- Nickname: Jock
- Born: John Steel Lewes 21 December 1913 Calcutta, Bengal, British India
- Died: 30 December 1941 (aged 28) El Gaus, Cyrenaica, Italian Libya
- Allegiance: United Kingdom
- Branch: British Army
- Service years: 1935–1941
- Rank: Lieutenant
- Service number: 65419
- Unit: Rifle Brigade Welsh Guards L Detachment, Special Air Service Brigade
- Conflicts: Second World War North African Campaign; Western Desert Campaign; Operation Crusader †;
- Memorials: Alamein Memorial

= Jock Lewes =

British Army officer

Lieutenant John Steel "Jock" Lewes (21 December 1913 – 30 December 1941) was a British Army officer who served in World War II. He was the founding principal training officer of the Special Air Service (SAS). The SAS's founding commander, David Stirling, said later of Lewes, "Jock could far more genuinely claim to be founder of the SAS than I." Lewes also invented an explosive device for use by the SAS, the eponymous Lewes bomb.

*TASK DESCRIPTION*: According to the Jock Lewes profile, what position did Lewes hold at the founding of the Special Air Service?

*SOURCE MATERIAL*:

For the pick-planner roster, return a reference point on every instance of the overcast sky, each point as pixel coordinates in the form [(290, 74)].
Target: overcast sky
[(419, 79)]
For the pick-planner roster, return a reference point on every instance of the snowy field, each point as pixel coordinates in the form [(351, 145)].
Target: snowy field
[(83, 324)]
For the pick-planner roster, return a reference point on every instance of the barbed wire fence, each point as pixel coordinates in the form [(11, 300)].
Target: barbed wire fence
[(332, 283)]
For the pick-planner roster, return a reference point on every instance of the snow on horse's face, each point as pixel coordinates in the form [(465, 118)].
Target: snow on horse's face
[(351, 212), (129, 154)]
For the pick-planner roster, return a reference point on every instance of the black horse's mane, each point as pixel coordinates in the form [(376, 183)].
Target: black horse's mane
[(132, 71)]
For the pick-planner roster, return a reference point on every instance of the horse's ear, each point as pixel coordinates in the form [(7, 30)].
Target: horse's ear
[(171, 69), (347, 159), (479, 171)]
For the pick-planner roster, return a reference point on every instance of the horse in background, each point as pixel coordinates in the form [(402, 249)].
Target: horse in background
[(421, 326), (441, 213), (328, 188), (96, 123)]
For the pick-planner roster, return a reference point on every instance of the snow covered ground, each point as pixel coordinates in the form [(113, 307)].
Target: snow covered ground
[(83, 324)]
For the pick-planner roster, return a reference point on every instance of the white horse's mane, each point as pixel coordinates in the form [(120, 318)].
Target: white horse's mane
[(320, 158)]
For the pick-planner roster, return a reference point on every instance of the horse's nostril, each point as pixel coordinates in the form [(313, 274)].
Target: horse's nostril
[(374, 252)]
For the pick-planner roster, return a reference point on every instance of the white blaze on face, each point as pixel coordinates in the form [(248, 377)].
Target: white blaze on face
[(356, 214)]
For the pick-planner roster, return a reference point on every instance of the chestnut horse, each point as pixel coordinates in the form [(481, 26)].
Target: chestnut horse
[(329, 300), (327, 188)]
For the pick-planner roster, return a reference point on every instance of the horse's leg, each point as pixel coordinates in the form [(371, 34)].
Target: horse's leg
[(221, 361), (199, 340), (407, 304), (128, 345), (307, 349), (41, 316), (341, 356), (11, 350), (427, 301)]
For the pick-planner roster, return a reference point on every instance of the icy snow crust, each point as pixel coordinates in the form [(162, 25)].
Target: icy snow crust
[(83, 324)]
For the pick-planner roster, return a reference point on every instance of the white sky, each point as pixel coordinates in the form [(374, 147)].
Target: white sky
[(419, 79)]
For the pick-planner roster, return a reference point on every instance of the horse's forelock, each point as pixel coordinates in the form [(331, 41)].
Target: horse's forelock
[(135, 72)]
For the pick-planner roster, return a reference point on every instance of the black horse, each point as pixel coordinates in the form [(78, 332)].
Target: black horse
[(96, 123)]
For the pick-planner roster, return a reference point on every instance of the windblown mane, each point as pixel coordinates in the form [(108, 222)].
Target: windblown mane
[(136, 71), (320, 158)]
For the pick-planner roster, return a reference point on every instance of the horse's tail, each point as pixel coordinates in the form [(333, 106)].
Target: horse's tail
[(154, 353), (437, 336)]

*YOUR RESPONSE*: He was its founding principal training officer.